**Excerpted text**
Alabaster’s Ink Well promotes cross-cultural missions, creativity, and spiritual and emotional wellness.  Alabaster’s provides a sample directory for world outreach, resources for spiritual and emotional encouragement, a marketplace for artists and authors, and a registry of reputable businesses, services, and tutors with integrity. 

Alabaster’s is dedicated to the glory of God and to the people He has made.  The beauty, truth, and imagination flowing from the writings, crafts, visual and musical arts, and businesses originate from God, the source of all goodness, love, holiness, salvation, wisdom, provision, and power.  He is the one who blesses all.  The business and its offerings aim to return glory to Him, the provider of all good gifts.

Alabaster’s also purposes to increase the shalom of people.  Opportunities to discover truth and reflections of natural and spiritual beauty help make well the soul.  Engaging in truth, beauty, and creativity offered here nurtures human flourishing.  Alabaster’s Ink Well is a well of refreshment, a fresh breeze, an updraft, a dawn of a hopeful new day.

All offerings and listings are chosen to align explicitly or implicitly or be neutral to Alabaster’s mission and faith statements.  Each customer is responsible to research business and mission referrals.

“For I know the plans I have for you, declares the Lord, plans for welfare and not for evil, to give you a future and a hope.” (Jeremiah 29:11)

Philosophy: The Power of Truth, Beauty, and Imagination

Alabaster’s Ink Well: Arts and Inkspirations is a showcase of created works and talents of those who notice beauty and truth in the world and use their imaginations to better it.  Alabaster’s aids the participant to glorify God and to minister to others productively through creativity in the arts, business, and compassionate callings.

Our logo is an alabaster jar with the colors of the Ukraine. The name “Alabaster’s” reminds us to respond to God with all our hearts.  Scripture provides accounts of two different women who broke their most precious possessions, their alabaster jars, to minister to Jesus. *  The alabaster containers held expensive nard that represented their future security.  These women devoted themselves and their futures completely to God. 

The “well” in the name Alabaster’s is a modern day well in remembrance of the Samaritan woman who came to a desert well at noon in the scorching heat of the day.  We are in the business of welcoming thirsty people to the well through our products, resources, and communities.

**Requirements**
A – In the Alabaster's Ink Well text, what did the alabaster containers hold?
B – Reproduce word for word the part of the Alabaster's Ink Well text that starts at the words "Alabaster’s is dedicated" and ends after "all good gifts.".
The listing after this has nothing to do with the work here.

**Information shown**
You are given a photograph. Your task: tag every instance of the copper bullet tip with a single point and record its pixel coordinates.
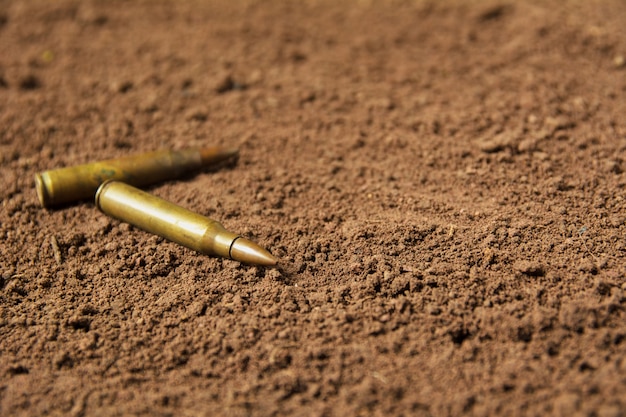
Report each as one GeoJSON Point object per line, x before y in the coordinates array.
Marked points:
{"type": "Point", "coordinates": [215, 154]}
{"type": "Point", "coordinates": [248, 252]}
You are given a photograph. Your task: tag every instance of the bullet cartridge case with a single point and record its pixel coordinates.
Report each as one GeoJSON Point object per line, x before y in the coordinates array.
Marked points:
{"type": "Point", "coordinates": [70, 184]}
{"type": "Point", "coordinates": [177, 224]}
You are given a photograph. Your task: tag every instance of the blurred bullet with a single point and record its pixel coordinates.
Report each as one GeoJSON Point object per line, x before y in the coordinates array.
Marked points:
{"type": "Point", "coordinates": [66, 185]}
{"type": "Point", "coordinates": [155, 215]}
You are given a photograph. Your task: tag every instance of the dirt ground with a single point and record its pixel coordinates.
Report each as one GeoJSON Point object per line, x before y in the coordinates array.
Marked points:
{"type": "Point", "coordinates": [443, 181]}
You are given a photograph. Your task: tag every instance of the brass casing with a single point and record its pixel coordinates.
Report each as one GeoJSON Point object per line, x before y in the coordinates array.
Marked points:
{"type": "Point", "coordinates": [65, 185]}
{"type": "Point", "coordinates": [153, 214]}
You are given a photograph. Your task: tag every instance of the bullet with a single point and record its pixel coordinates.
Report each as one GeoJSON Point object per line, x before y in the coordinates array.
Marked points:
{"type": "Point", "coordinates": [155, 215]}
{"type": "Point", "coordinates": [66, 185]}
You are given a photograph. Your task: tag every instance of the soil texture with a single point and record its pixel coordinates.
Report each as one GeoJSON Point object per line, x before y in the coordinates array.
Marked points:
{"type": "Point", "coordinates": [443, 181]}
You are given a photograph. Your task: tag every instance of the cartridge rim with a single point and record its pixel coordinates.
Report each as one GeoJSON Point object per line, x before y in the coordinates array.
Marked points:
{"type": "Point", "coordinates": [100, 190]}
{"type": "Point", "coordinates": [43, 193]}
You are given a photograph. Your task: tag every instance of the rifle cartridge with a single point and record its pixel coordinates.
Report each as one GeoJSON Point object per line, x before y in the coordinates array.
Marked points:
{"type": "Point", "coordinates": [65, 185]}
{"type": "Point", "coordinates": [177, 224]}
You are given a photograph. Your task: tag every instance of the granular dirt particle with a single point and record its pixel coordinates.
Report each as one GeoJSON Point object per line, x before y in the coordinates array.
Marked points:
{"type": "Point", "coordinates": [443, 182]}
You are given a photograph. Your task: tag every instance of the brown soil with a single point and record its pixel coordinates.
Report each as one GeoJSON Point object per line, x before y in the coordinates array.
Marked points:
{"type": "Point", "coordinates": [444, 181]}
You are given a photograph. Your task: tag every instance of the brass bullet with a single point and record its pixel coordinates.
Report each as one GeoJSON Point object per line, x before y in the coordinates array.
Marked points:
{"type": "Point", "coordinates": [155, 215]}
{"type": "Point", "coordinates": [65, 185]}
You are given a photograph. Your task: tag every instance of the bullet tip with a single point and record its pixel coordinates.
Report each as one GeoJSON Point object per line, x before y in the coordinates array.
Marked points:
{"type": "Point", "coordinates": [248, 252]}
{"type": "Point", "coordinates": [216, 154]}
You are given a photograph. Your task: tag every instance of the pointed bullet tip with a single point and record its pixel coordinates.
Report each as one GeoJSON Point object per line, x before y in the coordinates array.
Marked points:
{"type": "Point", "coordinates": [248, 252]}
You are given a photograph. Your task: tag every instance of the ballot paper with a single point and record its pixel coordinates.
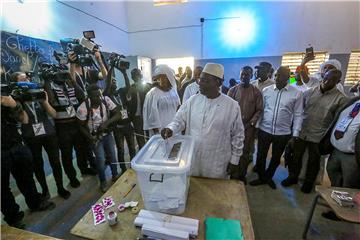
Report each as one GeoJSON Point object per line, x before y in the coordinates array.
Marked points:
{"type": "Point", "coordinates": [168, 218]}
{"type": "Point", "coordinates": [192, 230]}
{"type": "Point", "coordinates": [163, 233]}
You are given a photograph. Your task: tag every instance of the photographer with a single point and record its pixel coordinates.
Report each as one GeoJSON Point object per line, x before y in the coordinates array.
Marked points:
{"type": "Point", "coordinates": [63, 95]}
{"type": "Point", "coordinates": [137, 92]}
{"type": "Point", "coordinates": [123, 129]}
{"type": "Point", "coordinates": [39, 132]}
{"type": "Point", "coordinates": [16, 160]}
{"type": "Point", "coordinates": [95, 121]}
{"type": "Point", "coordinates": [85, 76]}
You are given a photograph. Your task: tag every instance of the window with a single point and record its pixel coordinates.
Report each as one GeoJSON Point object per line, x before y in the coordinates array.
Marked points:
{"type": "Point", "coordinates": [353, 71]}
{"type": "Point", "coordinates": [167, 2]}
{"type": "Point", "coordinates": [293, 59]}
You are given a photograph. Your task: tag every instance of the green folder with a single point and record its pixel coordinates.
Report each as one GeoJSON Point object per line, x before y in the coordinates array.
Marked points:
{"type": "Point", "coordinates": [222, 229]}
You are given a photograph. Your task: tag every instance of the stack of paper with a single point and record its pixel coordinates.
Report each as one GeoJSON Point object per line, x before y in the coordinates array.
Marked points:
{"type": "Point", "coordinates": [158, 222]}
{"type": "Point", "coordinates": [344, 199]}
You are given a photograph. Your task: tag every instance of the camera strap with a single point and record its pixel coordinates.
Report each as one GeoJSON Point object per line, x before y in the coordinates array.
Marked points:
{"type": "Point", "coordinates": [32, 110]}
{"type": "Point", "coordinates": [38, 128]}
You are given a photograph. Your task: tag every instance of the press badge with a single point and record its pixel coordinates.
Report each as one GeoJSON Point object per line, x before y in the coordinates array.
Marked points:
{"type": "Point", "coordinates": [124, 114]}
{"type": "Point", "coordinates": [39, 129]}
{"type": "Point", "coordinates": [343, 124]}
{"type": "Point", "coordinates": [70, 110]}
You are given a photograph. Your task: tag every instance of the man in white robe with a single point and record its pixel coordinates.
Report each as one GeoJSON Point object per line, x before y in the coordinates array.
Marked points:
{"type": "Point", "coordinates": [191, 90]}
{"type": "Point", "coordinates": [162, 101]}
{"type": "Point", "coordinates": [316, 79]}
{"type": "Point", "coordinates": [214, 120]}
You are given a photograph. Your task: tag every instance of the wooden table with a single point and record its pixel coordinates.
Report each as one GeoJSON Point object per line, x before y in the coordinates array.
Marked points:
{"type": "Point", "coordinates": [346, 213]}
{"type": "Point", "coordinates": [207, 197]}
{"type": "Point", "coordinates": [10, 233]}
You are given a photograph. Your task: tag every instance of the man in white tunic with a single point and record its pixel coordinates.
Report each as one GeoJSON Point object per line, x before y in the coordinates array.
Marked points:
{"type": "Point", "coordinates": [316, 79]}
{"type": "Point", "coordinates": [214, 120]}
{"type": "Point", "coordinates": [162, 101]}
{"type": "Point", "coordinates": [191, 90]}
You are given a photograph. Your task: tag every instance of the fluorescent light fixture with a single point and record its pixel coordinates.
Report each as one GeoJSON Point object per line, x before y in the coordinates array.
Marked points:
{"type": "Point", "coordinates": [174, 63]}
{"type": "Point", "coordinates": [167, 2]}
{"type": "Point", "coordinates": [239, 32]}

**The results**
A – Expensive nard that represented the women's future security.

B –
Alabaster’s is dedicated to the glory of God and to the people He has made.  The beauty, truth, and imagination flowing from the writings, crafts, visual and musical arts, and businesses originate from God, the source of all goodness, love, holiness, salvation, wisdom, provision, and power.  He is the one who blesses all.  The business and its offerings aim to return glory to Him, the provider of all good gifts.